▸ Excerpted text:
☆ ☆ ☆ ☆
I posted this on Raising Kaine on 2/6/05 (yes, I’ve been blogging about Virginia politics for that long – yikes!), thought it was appropriate to re-post here given the VP debate last night.
Joe Biden: Most Significant Struggle Since 1932
Published On: 2/6/2005 2:00:00 AM
In a 45-minute speech at last night's Jefferson Jackson Day dinner in Richmond, covered by two members of RaisingKaine, Joe Biden gave a powerful, blistering keynote address which tore into the Republicans as dangerous extremists who "say things that sound crazy, but are absolutely serious."
Before getting to the core of his speech, Biden teased the crowd that he and Mark Warner could run in 2008 ("My name is Joe Biden and I'm here to audition for Vice President of the United States of America" and even more obviously, "When I'm Mark Warner's Vice President"). Biden also hinted strongly that Mark Warner might run in 2008, and that if he did he would make a fine candidate.
In the core of his speech, Biden focused on the Republicans' plans for this country and how we Democrats underestimate them to our own grave peril. Some of Biden's key points included:
He has studied neoconservative philosophy (Strauss, etc.), and has concluded that these are "serious people," albeit greatly misguided, who believe in "leveraging power" – using our military strength UNILATERALLY, even better in the face of the world's' opprobrium, to send a message to our enemies (Iran, North Korea, etc.) that we are not afraid to act and that nobody can stop us so they had better "fall in line."
In ominous tones, Biden stated bluntly that the neo-conservatives had "badly miscalculated," specifically in that they did not have a big enough military to do the job, and also that they have overextended America and created huge budget deficits as far as the eye can see
The Iraq war has been incredibly mismanaged. In particular, the United States has "mortgaged our credibility at a time when we may need it badly." Biden specifically pointed to a scenario in which North Korea threatened to launch one of its No Dong long-range nuclear tipped missiles at the West Coast. In that case, if we go to our allies, "who's going to believe us" after we lied to them on Iraq?
The chances in success in Iraq at this point — and he's been to Iraq more than any other Senator by a factor of two — are at best 50/50, even after the election.
In Iraq, we are at serious risk of creating "an Afghanistan in the Middle East"
Domestically, the neo-cons believe in "devolution of government," which basically says that "anything that CAN be done at the local level should NOT be done at the Federal level."
☆ ☆ ☆ ☆
▸ Extracted records:
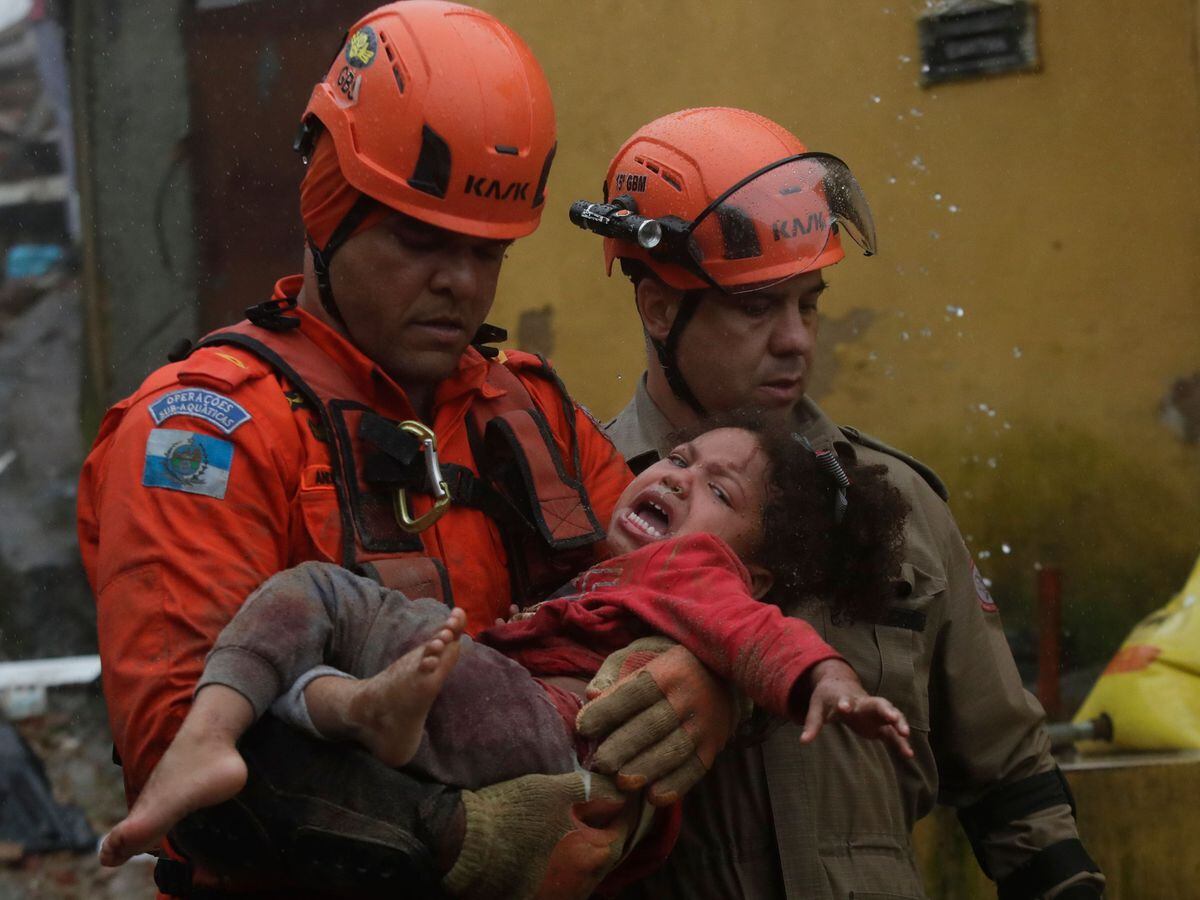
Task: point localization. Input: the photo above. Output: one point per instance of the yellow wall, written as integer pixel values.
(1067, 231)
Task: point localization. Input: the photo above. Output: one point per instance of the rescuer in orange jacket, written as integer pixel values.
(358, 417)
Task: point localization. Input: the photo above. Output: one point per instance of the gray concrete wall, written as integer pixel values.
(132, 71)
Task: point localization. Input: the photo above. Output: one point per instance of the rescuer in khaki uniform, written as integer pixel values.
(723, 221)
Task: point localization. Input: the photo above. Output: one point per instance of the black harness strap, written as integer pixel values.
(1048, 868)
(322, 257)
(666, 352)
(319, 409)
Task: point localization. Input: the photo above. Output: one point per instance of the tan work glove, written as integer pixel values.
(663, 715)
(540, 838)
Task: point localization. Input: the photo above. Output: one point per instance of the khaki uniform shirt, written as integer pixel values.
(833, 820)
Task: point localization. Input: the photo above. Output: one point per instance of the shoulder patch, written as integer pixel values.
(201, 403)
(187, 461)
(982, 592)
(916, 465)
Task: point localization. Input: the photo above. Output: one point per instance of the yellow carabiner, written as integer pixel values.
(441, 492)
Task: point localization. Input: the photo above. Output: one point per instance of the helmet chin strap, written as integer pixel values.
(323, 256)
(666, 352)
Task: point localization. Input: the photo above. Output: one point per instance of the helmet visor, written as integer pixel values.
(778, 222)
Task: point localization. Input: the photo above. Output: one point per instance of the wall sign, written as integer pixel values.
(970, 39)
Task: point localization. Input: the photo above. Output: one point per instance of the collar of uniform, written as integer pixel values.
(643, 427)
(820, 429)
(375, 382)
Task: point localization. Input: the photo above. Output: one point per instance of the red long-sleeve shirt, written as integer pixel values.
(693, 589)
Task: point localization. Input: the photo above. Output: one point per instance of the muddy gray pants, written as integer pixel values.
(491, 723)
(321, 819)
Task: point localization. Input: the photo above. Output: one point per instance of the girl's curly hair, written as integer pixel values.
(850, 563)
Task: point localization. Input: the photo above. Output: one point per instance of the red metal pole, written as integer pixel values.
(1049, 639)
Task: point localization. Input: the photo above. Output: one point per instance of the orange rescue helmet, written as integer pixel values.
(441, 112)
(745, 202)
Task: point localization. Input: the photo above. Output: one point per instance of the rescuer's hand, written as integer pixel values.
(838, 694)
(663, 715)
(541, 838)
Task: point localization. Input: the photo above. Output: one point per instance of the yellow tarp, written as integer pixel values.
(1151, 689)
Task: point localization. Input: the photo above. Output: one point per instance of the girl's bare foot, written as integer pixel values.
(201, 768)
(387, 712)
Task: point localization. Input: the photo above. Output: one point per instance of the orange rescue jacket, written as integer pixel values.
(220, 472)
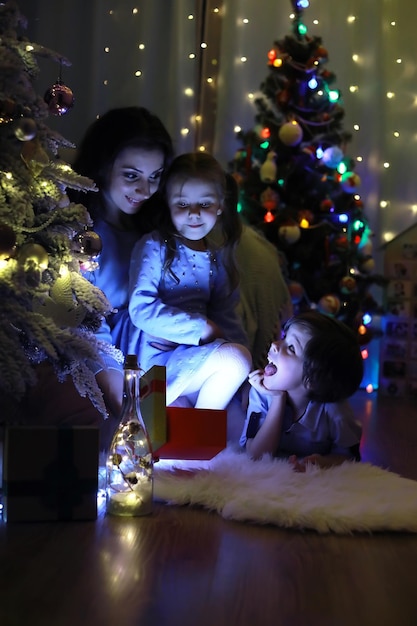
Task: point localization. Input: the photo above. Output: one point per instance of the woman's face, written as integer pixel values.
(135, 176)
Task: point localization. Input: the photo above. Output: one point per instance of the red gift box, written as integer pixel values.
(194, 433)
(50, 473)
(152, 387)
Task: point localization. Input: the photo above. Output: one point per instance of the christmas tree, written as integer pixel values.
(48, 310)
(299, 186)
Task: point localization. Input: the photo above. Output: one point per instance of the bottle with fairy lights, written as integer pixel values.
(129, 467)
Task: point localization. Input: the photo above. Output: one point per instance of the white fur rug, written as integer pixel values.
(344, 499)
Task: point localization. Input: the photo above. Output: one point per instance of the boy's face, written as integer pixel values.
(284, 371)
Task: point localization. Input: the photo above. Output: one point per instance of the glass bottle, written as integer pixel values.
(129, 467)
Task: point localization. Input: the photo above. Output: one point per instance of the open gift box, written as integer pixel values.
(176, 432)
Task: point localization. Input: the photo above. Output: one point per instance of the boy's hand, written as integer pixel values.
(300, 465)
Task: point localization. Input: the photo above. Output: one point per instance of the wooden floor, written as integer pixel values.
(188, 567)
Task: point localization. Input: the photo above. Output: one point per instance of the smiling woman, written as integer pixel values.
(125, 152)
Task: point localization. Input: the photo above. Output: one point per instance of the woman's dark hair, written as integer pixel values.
☆ ☆ ☆ ☆
▸ Given exercise 1:
Copy the entries word for word, starting at the line that contains "lights, written as integer pixel values." and ending at the last line of the entries.
▸ Given exercise 2:
Carry on the text about Joe Biden's Jefferson Jackson Day speech from the point where it stops.
The entries and the text above them come from unrelated sources.

▸ Written reply 1:
Task: point localization. Input: the photo above. Output: one point per instance of the bottle with fairy lights, written as integer pixel values.
(129, 467)
Task: point localization. Input: the photo above. Output: one point per instance of the white fur rug, written as integer pixel values.
(344, 499)
Task: point localization. Input: the photo above. Output: one point per instance of the boy's face, written as integer pixel values.
(284, 371)
Task: point localization. Input: the photo above. Output: one point per instance of the glass bottle, written as integer pixel values.
(129, 467)
Task: point localization. Input: the photo above. Output: one point per instance of the open gift box, written as integer pixel values.
(176, 432)
Task: point localization. Input: the photo above. Output: one point per instance of the boy's hand, written as integer pixel values.
(300, 465)
Task: point localization. Input: the photo above. Output: one point per instance of the wooden floor, written as integer pixel values.
(188, 567)
Task: point localization. Input: the photo above. Output: one point per instance of the smiling woman, written as integer pixel values.
(125, 152)
Task: point localization. Input: the photo above. Output: one point per instance of the woman's dark hair, written as integer pixel values.

▸ Written reply 2:
Neo-cons are so committed to their domestic "devolution of government" ideology that they are even willing "to vote against things that are popular in their states and that they know will work!"
The Bush Administration is "the most ideological…in modern history."
The assault on Social Security is "not a scare tactic," but "about eliminating Social Security" and the New Deal in general." This is a "direct assault on everything we stand for;" aimed "consciously and strategically atunraveling the social contract" – and along with it the Democratic Party.
Democrats should "beware: this is the single most significant political struggle between the two parties since 1932"
The next four years are not going to be "business as usual," so the Democratic Party "better figure out what in the hell we stand for."
Right now, the United States finds itself in a "full blown war" against "radical fundamentalists," yet "none of us — except for the families of soldiers in Iraq — are asked to make any sacrifices."
9/11 was an "epiphany" for the United States, in which non-state actors "became an existential threat to a nation state for the first time in history"
Bush should have, but didn't, call for us to get off foreign oil
"Our [Democratic] values are under wholesale assault by leading right-wing ideologues." The battle is, among other things, over "how we value work," the "relative place of women in society," and the "elimination of collective action abroad as a means of enhancing our security."
"The world has changed utterly in the last decade," and "what [will] win the day will not be our necessary military might, but our values."
We must engage the "1 billion, 120 million" Muslims of the world
"Today offers us a unique opportunity to can change the world for the better"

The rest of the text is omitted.